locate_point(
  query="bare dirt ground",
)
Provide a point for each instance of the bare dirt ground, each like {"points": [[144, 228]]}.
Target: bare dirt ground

→ What to do
Render the lines of the records above as a numbered list, leaving out any blank lines.

→ Task answer
1. locate_point(
2.   query="bare dirt ground",
3. )
4. Provide a point for each instance of the bare dirt ground, each like {"points": [[144, 228]]}.
5. Target: bare dirt ground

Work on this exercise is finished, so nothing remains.